Point annotation entries
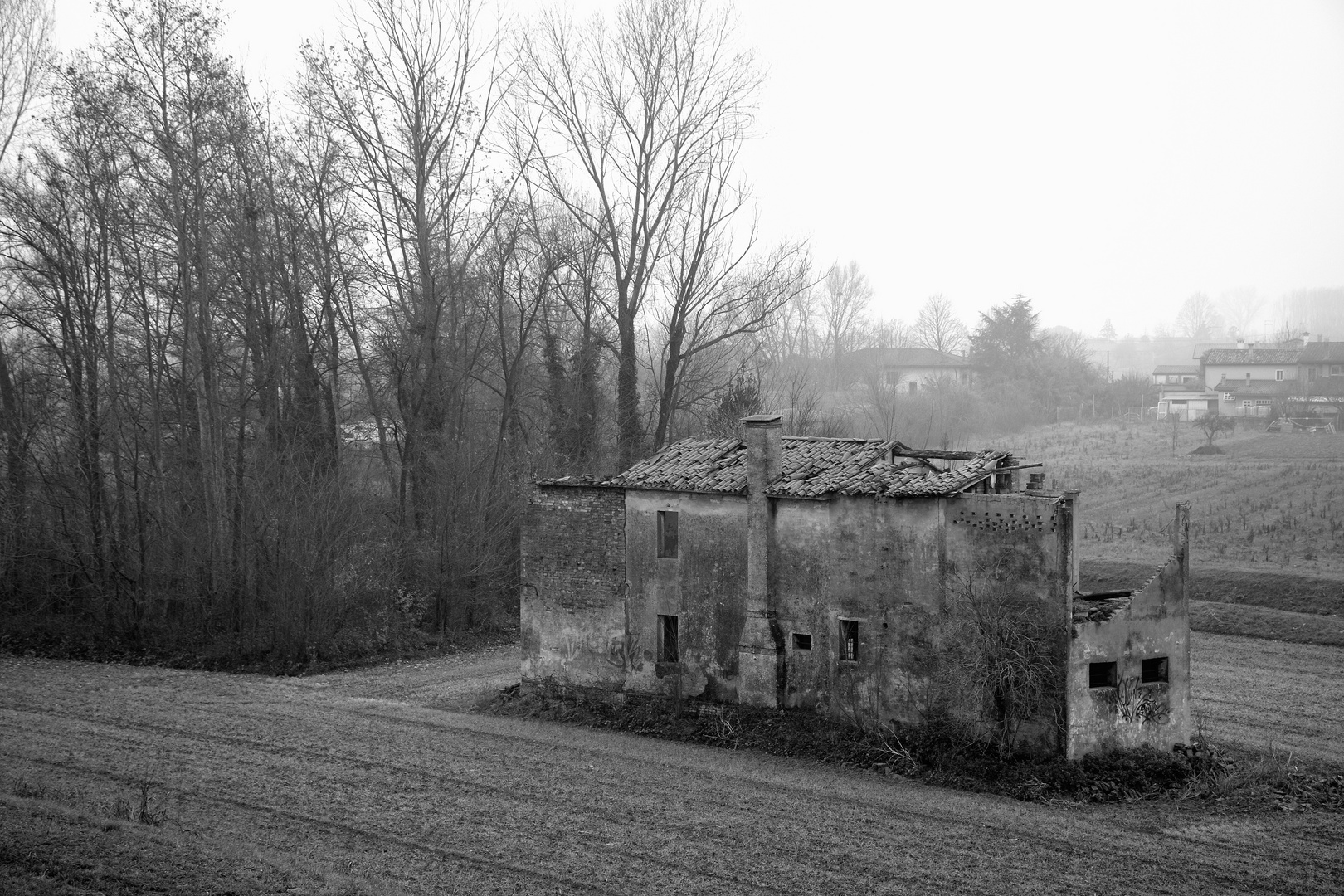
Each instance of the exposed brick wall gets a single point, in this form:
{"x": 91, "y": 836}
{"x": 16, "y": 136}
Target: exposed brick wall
{"x": 574, "y": 546}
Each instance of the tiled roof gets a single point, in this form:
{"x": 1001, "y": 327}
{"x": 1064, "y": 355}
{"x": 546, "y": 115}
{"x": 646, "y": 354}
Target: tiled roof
{"x": 1252, "y": 355}
{"x": 1255, "y": 387}
{"x": 1322, "y": 353}
{"x": 811, "y": 468}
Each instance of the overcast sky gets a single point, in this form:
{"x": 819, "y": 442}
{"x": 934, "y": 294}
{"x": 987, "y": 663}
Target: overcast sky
{"x": 1103, "y": 158}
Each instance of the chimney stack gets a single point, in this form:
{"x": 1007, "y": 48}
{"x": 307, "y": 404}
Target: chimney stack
{"x": 761, "y": 652}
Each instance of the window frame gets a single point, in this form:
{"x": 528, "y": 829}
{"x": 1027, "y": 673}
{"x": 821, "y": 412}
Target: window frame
{"x": 665, "y": 550}
{"x": 670, "y": 649}
{"x": 1155, "y": 670}
{"x": 849, "y": 642}
{"x": 1110, "y": 674}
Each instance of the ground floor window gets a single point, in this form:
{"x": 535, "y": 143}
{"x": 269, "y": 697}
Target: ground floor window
{"x": 1101, "y": 674}
{"x": 849, "y": 640}
{"x": 668, "y": 649}
{"x": 1155, "y": 670}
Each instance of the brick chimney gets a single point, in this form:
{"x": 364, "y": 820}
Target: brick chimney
{"x": 761, "y": 650}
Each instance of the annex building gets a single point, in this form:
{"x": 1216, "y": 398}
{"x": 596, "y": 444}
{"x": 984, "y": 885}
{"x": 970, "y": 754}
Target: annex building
{"x": 855, "y": 578}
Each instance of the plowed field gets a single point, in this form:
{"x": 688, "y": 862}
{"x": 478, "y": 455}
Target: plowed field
{"x": 357, "y": 783}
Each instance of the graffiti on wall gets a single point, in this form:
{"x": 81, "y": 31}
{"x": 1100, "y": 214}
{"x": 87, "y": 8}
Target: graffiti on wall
{"x": 1136, "y": 703}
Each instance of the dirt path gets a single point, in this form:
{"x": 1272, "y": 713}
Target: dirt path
{"x": 342, "y": 772}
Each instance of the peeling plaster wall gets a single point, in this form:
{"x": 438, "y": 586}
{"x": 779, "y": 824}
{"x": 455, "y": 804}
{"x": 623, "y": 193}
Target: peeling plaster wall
{"x": 893, "y": 566}
{"x": 888, "y": 564}
{"x": 572, "y": 594}
{"x": 704, "y": 586}
{"x": 1155, "y": 624}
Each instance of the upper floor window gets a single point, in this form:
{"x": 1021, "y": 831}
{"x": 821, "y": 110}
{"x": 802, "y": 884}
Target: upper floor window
{"x": 667, "y": 533}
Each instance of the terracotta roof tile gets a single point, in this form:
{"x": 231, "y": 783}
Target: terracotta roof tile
{"x": 810, "y": 468}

Work to do - Could you copy every one of the entries above line for line, leaving out the pictures?

Result of this exercise -
Each instance of the exposed brick wall gets a single point, in this form:
{"x": 91, "y": 836}
{"x": 16, "y": 136}
Target: exposed brick wall
{"x": 574, "y": 546}
Each instance of the tiled roof gets a single point, in this form:
{"x": 1001, "y": 327}
{"x": 1064, "y": 355}
{"x": 546, "y": 115}
{"x": 646, "y": 354}
Target: tiled roof
{"x": 1252, "y": 355}
{"x": 1255, "y": 387}
{"x": 1322, "y": 353}
{"x": 811, "y": 468}
Each instance of the overcast sky gets a single point, in this form:
{"x": 819, "y": 442}
{"x": 934, "y": 294}
{"x": 987, "y": 663}
Target: overcast sky
{"x": 1103, "y": 158}
Each instance of the chimney stack gets a single point, in this form:
{"x": 1007, "y": 48}
{"x": 307, "y": 404}
Target: chimney stack
{"x": 761, "y": 652}
Each instance of the window frame gets a single point, in this form:
{"x": 528, "y": 829}
{"x": 1027, "y": 673}
{"x": 821, "y": 412}
Target: window frame
{"x": 665, "y": 550}
{"x": 670, "y": 649}
{"x": 1155, "y": 670}
{"x": 849, "y": 642}
{"x": 1110, "y": 674}
Each instance of the ground floor window gets a single point, in this form:
{"x": 535, "y": 143}
{"x": 269, "y": 697}
Target: ground floor window
{"x": 1101, "y": 674}
{"x": 849, "y": 640}
{"x": 668, "y": 649}
{"x": 1155, "y": 670}
Each instance of the brick chimney gets a single point, in this form:
{"x": 364, "y": 820}
Target: brick chimney
{"x": 761, "y": 650}
Each instance of the annex building gets a single point, in this form:
{"x": 1216, "y": 398}
{"x": 596, "y": 444}
{"x": 984, "y": 885}
{"x": 970, "y": 754}
Target: annex building
{"x": 855, "y": 578}
Each instance of the plowed field gets a single point, in this form:
{"x": 688, "y": 862}
{"x": 478, "y": 455}
Target: plowed field
{"x": 357, "y": 783}
Each instance of the graffiti on wall gets a single point, in this form:
{"x": 81, "y": 31}
{"x": 1100, "y": 214}
{"x": 87, "y": 8}
Target: graffiti on wall
{"x": 1136, "y": 703}
Each instance of the dirt path gets a single point, in this form:
{"x": 1272, "y": 713}
Target: dirt path
{"x": 342, "y": 772}
Each instance of the peeling plaster wall gets a single point, in this form:
{"x": 438, "y": 586}
{"x": 779, "y": 824}
{"x": 455, "y": 804}
{"x": 623, "y": 193}
Target: peeling plaster wall
{"x": 893, "y": 566}
{"x": 888, "y": 564}
{"x": 572, "y": 594}
{"x": 704, "y": 586}
{"x": 1155, "y": 624}
Each instance of the upper floor window gets a single point, in this form:
{"x": 1021, "y": 831}
{"x": 821, "y": 110}
{"x": 802, "y": 884}
Target: upper floor window
{"x": 667, "y": 533}
Each instance of the terracotta roof tile gets a single point, in this form:
{"x": 231, "y": 783}
Target: terracotta roof tile
{"x": 810, "y": 468}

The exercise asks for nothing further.